## The input

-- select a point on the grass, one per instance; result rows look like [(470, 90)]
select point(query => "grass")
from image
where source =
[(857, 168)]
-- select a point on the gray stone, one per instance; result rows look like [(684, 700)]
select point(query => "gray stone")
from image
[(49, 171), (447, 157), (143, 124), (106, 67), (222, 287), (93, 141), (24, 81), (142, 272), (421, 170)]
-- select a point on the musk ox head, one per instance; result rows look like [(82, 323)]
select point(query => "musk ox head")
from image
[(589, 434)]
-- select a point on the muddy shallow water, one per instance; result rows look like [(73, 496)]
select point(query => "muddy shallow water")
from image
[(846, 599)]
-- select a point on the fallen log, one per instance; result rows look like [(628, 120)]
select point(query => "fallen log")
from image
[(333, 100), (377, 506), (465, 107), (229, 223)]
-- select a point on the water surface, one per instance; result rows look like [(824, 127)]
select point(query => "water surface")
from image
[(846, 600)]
...
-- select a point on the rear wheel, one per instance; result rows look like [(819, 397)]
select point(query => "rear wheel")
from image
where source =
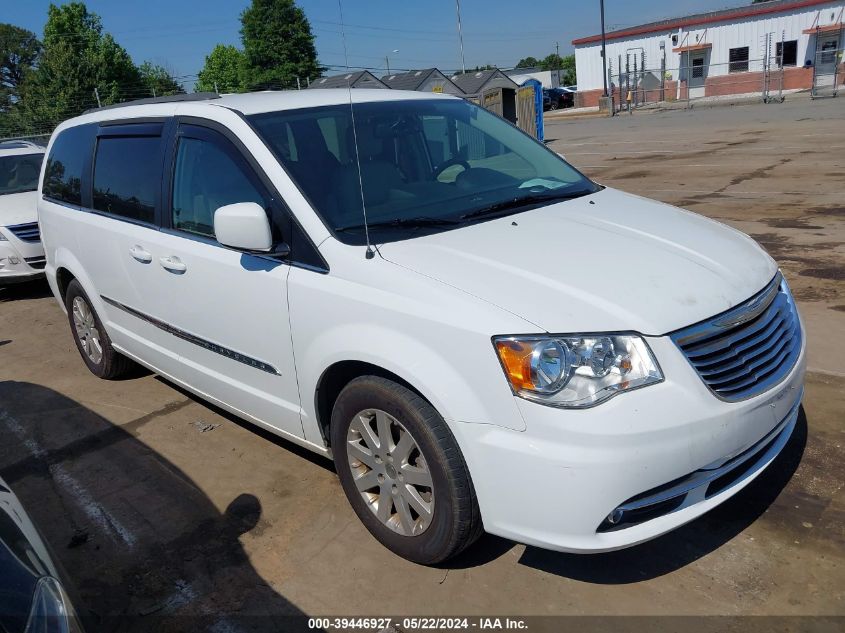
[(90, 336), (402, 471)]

## Activity
Report how many lines in the material contain "water". Write the number and stop.

## Written answer
4